╭──

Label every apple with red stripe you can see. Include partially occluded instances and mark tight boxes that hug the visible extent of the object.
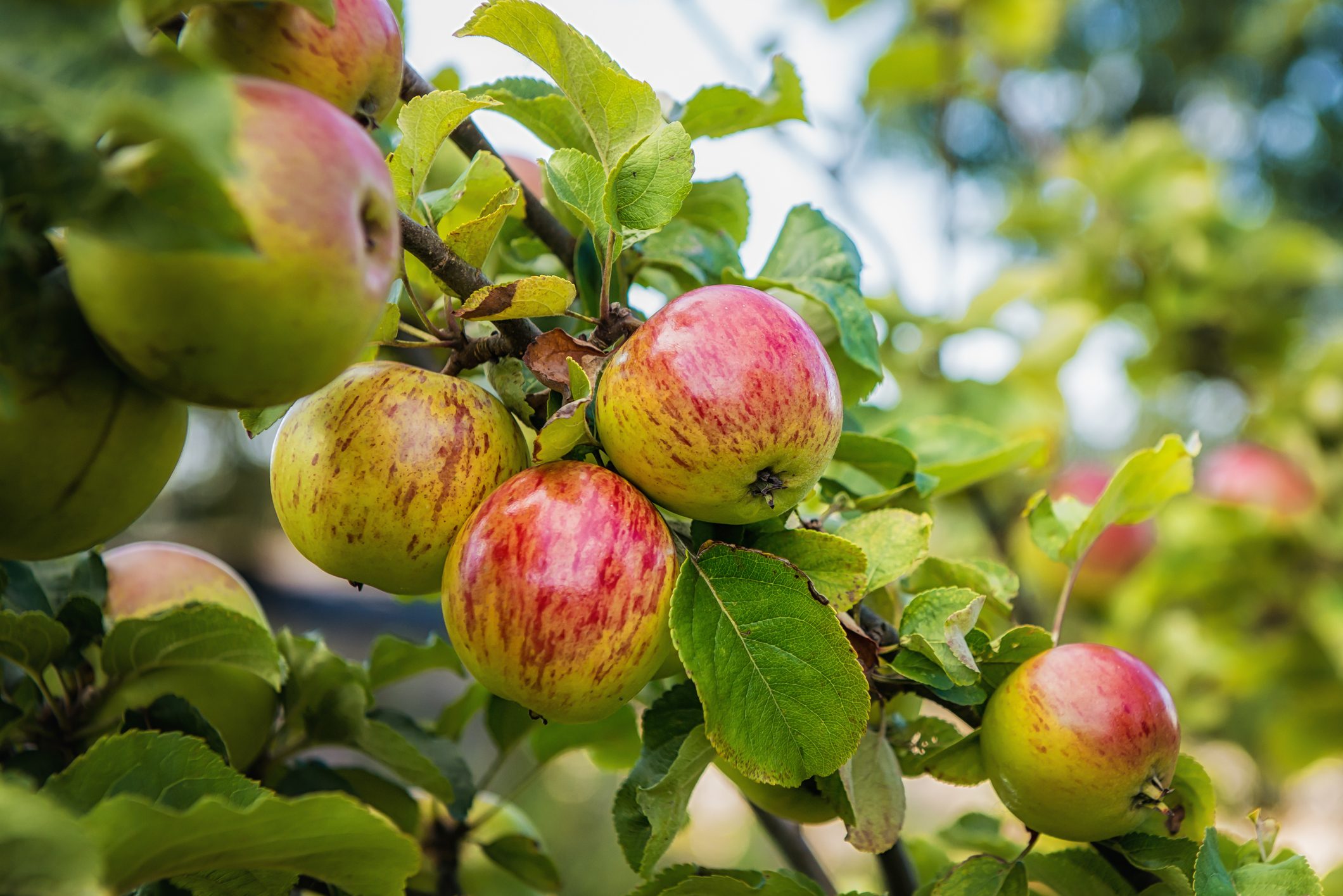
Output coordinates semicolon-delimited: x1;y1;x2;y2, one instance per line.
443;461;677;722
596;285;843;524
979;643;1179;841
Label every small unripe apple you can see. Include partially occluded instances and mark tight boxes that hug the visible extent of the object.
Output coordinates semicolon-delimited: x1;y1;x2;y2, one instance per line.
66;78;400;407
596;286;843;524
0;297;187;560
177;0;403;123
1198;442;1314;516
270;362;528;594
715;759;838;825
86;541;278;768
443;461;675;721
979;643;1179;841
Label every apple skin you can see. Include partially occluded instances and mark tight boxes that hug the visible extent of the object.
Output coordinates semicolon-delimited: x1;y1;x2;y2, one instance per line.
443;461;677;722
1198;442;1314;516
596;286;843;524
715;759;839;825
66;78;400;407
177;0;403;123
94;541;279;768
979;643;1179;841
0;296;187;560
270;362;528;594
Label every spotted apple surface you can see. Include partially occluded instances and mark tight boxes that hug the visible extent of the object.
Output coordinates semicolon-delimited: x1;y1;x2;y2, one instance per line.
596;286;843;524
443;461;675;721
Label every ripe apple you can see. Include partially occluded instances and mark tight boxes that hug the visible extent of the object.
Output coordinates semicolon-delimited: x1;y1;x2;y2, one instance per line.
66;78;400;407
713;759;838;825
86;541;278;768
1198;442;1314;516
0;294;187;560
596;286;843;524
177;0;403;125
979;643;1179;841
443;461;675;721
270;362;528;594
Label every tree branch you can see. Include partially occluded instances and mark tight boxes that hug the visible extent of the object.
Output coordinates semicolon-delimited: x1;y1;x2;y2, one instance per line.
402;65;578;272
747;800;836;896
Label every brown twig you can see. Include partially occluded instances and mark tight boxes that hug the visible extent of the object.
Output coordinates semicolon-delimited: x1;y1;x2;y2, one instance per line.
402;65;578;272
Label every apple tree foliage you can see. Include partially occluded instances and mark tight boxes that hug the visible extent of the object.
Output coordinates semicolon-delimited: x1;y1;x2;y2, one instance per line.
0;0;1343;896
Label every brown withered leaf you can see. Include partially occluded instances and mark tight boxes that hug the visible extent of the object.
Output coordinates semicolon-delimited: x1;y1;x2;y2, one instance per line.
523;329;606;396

╰──
╭──

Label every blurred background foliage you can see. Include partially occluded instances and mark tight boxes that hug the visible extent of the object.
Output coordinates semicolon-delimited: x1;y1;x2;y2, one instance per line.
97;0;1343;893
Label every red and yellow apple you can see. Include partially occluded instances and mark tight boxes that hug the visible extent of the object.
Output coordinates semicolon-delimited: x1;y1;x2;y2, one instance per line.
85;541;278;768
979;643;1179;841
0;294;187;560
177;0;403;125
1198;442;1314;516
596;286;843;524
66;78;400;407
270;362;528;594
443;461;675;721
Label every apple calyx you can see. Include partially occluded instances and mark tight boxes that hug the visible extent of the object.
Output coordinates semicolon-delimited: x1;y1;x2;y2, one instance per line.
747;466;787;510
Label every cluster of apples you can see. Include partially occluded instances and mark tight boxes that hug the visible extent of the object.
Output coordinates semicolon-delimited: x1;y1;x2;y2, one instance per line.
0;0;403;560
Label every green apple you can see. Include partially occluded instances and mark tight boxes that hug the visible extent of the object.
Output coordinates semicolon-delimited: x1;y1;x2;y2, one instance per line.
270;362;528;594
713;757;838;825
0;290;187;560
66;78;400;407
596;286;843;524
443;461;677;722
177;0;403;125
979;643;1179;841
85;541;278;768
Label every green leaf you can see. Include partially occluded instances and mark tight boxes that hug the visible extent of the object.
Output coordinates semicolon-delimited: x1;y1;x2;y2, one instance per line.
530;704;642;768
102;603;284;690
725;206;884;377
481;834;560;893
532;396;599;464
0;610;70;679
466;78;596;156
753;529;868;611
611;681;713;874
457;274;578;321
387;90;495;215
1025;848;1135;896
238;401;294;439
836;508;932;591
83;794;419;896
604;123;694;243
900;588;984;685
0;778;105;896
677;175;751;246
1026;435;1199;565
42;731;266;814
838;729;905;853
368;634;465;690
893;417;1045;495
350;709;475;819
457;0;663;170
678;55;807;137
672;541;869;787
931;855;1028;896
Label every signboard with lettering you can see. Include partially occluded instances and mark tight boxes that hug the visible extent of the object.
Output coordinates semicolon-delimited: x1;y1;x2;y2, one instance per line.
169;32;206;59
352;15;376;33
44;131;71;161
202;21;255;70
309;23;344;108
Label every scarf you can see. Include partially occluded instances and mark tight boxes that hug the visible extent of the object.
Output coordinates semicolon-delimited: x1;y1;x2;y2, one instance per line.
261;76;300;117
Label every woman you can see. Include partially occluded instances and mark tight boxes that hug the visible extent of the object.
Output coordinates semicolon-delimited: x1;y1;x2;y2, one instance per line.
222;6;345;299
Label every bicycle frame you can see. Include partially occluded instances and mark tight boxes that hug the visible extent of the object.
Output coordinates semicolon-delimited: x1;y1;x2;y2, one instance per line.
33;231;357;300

╰──

* _DIRECTIVE_
Rewrite the entries from the line with "Label every apple with" up to and including the line with "596;285;843;524" as a two-column CSV with the headers instruction and output. Give one row for each entry, put its text and its answer each in a single quoted field with line breaks replaced by spaces, and leave out the picture.

* _COMPLETE OUTPUT_
instruction,output
"Label every apple with red stripe you can see. Include partially occluded instances and mark tight boxes that hug the visible extent of the object. Output coordinates semicolon-delimited: x1;y1;x2;y2, one instance per line.","443;461;677;722 596;285;843;524"